§ **YOUR INSTRUCTIONS**
Can you recast every line of the entries below as a numbered list, skipping any blank lines?

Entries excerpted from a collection
*****
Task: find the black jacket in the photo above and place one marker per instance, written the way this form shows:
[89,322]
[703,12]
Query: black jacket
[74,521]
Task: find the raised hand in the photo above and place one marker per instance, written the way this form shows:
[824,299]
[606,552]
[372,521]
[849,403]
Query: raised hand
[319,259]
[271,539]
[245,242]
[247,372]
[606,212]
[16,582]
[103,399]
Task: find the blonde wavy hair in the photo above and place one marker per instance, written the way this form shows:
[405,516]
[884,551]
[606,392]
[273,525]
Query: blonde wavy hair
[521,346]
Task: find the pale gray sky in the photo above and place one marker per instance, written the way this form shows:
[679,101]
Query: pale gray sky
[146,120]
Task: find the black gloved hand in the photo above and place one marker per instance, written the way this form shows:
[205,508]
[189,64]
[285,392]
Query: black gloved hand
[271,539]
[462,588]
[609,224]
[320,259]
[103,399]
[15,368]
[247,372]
*****
§ **ANSWER IN FULL**
1. Task: find the black jacket in the photo above and place one marker per instance, written the way this form shows:
2. [89,322]
3. [703,12]
4. Query: black jacket
5. [74,521]
6. Task: find the raised hand in the photo above and place one marker per instance, written the way this form shows:
7. [824,299]
8. [606,552]
9. [372,521]
10. [849,403]
11. Query: raised hand
12. [319,259]
13. [271,539]
14. [245,242]
15. [247,372]
16. [606,212]
17. [16,582]
18. [103,399]
19. Task: find the blonde wavy hair in the photo above and place one marker per instance, written the way this form shows:
20. [405,516]
21. [884,551]
22. [606,392]
23. [273,525]
24. Query: blonde wavy hair
25. [521,346]
26. Task: find the pale gray sky in the photo above and place one marker per instance, written the way this form shows:
27. [679,101]
28. Query: pale gray sky
29. [146,120]
30. Task: find the black gloved hand in the photo above and place one marker per instance, written the way this form shows:
31. [205,508]
32. [189,64]
33. [285,392]
34. Query: black gloved hand
35. [271,539]
36. [462,588]
37. [609,224]
38. [320,259]
39. [103,399]
40. [15,368]
41. [247,372]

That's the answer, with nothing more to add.